▶ Brano da leggere:
===============
Che calcio a Bracciano!!

Ancora una volta un torneo di calcio per giovani diventa una grande esperienza. Non è che ami particolarmente il calcio, ma in questi anni passati con i ragazzi in oratorio ho imparato a relazionarmi con loro solo se mi interesso delle cose che loro amano. Ed il calcio è una di queste.

Non avrei mai immaginato che il sogno segreto di molti di loro sia proprio quello di fare il calciatore, davanti ad un pallone sono capaci di dimenticare qualsiasi cosa e non pensano ad altro, non pensano alle poche alternative che un paese come il nostro offre loro.
===============
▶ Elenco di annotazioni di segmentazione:
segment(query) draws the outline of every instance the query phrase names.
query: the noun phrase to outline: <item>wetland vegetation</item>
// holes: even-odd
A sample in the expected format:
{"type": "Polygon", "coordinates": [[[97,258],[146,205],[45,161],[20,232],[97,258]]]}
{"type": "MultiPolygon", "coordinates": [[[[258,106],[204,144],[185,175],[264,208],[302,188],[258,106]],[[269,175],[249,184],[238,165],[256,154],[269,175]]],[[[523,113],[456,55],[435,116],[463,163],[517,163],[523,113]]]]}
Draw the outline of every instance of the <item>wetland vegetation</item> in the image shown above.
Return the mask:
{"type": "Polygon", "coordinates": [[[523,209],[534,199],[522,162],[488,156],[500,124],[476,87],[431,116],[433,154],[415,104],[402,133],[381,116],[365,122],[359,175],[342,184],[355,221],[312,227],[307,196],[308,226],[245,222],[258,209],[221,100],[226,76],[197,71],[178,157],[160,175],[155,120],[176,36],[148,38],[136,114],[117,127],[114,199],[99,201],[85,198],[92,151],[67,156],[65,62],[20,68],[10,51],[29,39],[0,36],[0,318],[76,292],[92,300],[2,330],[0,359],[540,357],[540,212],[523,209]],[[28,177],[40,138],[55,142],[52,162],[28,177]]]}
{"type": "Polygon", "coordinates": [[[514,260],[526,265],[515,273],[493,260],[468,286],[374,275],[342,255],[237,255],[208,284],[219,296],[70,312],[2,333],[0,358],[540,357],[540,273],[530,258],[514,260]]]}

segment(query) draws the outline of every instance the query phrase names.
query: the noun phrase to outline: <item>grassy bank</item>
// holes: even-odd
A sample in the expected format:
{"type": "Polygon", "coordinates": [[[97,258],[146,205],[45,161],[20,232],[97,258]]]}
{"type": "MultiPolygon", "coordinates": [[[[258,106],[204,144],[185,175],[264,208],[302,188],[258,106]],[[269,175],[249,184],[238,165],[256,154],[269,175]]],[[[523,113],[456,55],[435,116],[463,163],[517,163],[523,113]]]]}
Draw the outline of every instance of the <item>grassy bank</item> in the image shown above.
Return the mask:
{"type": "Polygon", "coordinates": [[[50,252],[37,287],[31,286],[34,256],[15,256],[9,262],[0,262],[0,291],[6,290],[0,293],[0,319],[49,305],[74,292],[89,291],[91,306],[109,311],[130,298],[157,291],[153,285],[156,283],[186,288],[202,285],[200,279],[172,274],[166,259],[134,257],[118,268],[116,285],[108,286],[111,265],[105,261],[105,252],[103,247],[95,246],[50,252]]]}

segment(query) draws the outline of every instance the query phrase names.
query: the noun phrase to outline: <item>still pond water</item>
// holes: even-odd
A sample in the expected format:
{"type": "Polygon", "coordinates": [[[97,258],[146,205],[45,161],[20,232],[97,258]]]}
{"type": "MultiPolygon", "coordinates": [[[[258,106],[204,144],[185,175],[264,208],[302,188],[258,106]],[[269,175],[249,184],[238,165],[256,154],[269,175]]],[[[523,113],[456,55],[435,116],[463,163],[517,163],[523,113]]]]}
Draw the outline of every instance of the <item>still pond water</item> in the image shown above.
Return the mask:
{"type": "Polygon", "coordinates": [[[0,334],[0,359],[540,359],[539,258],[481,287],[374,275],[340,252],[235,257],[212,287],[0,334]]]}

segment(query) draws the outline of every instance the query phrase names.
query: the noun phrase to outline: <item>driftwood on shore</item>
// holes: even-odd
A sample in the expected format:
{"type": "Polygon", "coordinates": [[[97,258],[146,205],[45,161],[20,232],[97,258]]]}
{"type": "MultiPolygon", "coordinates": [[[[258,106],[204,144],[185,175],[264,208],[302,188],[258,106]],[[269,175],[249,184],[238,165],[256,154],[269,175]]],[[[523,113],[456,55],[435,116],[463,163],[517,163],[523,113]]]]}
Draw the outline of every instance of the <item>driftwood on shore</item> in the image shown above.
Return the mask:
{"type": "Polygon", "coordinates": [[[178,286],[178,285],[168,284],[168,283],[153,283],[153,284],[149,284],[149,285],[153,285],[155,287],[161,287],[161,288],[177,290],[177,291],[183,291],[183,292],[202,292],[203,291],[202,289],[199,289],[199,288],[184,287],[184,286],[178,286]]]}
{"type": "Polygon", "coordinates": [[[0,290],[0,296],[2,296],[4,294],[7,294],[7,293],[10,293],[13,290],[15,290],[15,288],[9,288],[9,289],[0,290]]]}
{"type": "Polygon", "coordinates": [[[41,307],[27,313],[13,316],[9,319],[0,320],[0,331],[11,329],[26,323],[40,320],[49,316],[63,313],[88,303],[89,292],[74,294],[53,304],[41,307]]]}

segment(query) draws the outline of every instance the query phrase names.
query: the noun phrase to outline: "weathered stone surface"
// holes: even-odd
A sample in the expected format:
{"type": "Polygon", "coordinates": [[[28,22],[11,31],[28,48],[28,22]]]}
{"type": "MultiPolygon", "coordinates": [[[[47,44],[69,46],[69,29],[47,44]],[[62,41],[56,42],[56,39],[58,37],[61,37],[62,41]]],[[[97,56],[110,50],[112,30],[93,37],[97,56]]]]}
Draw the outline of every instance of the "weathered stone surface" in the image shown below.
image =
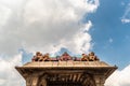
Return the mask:
{"type": "Polygon", "coordinates": [[[104,86],[117,69],[103,61],[34,61],[15,67],[26,86],[104,86]]]}

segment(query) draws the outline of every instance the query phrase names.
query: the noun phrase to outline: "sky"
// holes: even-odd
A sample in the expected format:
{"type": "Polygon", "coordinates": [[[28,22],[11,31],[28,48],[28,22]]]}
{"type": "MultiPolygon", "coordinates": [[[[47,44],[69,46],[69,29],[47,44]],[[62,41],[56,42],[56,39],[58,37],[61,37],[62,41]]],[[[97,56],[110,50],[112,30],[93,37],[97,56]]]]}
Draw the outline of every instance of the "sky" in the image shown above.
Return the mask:
{"type": "Polygon", "coordinates": [[[118,67],[105,86],[130,86],[130,0],[0,0],[0,86],[25,86],[36,52],[91,51],[118,67]]]}

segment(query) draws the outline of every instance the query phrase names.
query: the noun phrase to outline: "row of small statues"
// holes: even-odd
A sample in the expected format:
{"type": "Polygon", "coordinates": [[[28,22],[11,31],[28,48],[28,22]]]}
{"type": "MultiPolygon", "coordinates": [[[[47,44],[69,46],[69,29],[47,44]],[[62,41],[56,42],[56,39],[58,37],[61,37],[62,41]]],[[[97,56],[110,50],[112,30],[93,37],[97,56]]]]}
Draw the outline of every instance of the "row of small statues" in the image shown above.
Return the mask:
{"type": "Polygon", "coordinates": [[[42,54],[40,52],[37,52],[36,55],[32,57],[31,59],[32,61],[53,61],[53,60],[61,60],[61,61],[67,61],[67,60],[75,60],[75,61],[99,61],[100,59],[94,55],[93,52],[91,52],[90,54],[82,54],[81,58],[77,58],[75,57],[73,59],[72,56],[69,56],[69,54],[67,54],[66,52],[58,57],[58,59],[53,59],[50,58],[49,53],[47,54],[42,54]]]}

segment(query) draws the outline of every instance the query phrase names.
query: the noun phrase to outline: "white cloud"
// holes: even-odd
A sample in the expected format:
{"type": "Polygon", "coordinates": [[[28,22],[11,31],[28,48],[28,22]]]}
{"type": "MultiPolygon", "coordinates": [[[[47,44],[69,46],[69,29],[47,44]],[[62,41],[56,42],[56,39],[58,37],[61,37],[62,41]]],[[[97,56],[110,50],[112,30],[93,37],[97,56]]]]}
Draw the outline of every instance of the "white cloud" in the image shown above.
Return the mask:
{"type": "Polygon", "coordinates": [[[105,86],[130,86],[130,64],[121,71],[115,71],[107,78],[105,86]]]}
{"type": "Polygon", "coordinates": [[[121,22],[123,24],[130,23],[130,2],[126,6],[126,11],[125,11],[125,13],[123,13],[123,15],[121,17],[121,22]]]}
{"type": "Polygon", "coordinates": [[[22,86],[24,80],[14,68],[22,64],[21,60],[21,55],[14,56],[10,61],[0,57],[0,86],[22,86]]]}

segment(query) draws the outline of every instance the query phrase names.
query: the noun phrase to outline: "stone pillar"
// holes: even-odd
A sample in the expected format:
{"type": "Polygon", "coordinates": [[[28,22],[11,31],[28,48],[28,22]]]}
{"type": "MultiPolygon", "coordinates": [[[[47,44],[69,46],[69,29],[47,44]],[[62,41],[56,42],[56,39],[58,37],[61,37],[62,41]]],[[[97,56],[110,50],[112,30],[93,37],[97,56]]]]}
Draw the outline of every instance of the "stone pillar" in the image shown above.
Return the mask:
{"type": "Polygon", "coordinates": [[[104,75],[94,75],[96,86],[104,86],[105,77],[104,75]]]}
{"type": "Polygon", "coordinates": [[[38,86],[38,75],[28,75],[26,77],[26,86],[38,86]]]}

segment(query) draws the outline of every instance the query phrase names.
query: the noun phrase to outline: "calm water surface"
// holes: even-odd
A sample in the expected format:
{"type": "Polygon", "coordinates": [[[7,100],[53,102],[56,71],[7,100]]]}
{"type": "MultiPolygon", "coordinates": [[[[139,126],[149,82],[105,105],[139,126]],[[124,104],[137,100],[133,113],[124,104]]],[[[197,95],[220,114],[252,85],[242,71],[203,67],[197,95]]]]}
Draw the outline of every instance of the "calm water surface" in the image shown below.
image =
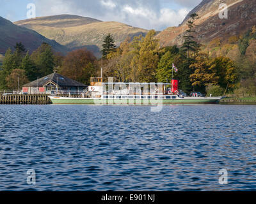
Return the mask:
{"type": "Polygon", "coordinates": [[[255,115],[256,106],[1,105],[0,191],[255,190],[255,115]]]}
===============
▶ Esercizio assegnato: Prosegui il brano sul torneo di calcio giovanile a Bracciano, partendo subito dopo l'ultima frase riportata.

▶ Risposta scritta:
Se devo essere sincera, e chi mi conosce bene lo sa, il calcio l’ho sempre odiato, ma ora pensare che per molti giovani correre dietro un pallone equivale a non gironzolare per le vie del paese senza meta, rinunciare a uno spinello, e chissà quale altra cosa, o rinunciare anche solo a una bestemmia, allora forse il calcio lo cominicio ad amare. E quando tutto ciò non si limita solo a una partita di calcio, ma ad una partita che diventa strumento educativo, allora a questo punto, il calcio lo amo proprio.

Questo è lo spirito dei tornei di calcio che dedicati ai giovani che in questi anni abbiamo organizzato nella parrocchia di Bracciano. Quest’anno oltre 170 ragazzi tra i 7 e i 17 anni in campo. Quale migliore occasione di radunare tanti giovani e buttare lì qualche piccolo seme: iniziare il torneo con una benedizione del campo e dei giocatori, una preghiera tra un tempo e l’altro, qualche parola ogni tanto e soprattutto vietate le parolacce, le bestemmie, ogni forma che non rispetti gli altri.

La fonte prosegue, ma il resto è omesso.